# My City Seoul



## weill (Aug 9, 2005)

great pictures, i lived there when i was 2, 3 years old with my stepdad for the USO Seoul, South Korea thing...i loved it, and i give it 1 10/10 for the skyline but the part i lived in was full of poverty and wasnt that great but what city doesnt have places like the one i was in? great pictures...it has changed a lot since i was there...thanks.


----------



## unoh (Aug 13, 2005)

ejd03 said:


> but is it really 4th in terms of GDP though?/ I am kind a confusing


Yes. Seoul is world 4th GDP city. Seoul's population is 10.23 milion
and Seoul's GRDP is $ 228 billion.

GRDP per capita is approximately 22 thousand dollars.


----------



## unoh (Aug 13, 2005)

14 incher said:


> objection! this is not correct.

### DATA SHOWN

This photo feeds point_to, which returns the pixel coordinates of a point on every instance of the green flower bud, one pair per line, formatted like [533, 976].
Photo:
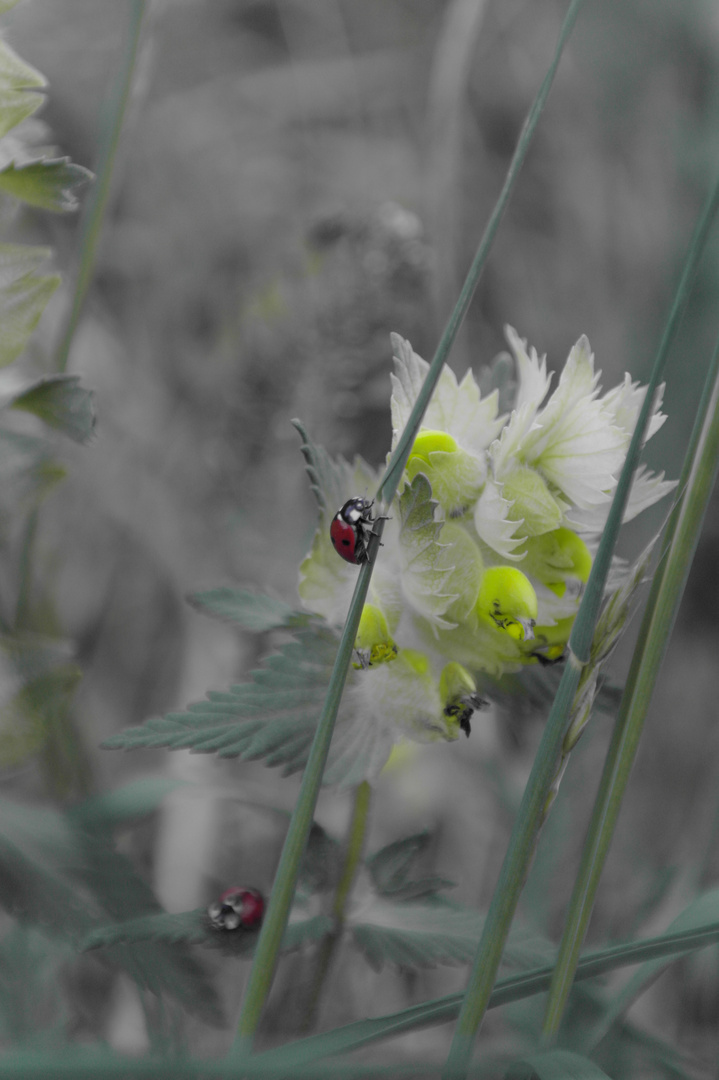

### JOBS
1. List every username that appears in the Seoul thread, counting both posters and people quoted.
2. Answer these about the Seoul thread:
(a) At what ages did weill live in Seoul?
(b) What population figure does unoh give for Seoul?
(c) On what date did unoh post?

### EXERCISE ANSWERS
1.
weill
unoh
ejd03
14 incher

2.
(a) At 2 and 3 years old.
(b) 10.23 million.
(c) Aug 13, 2005.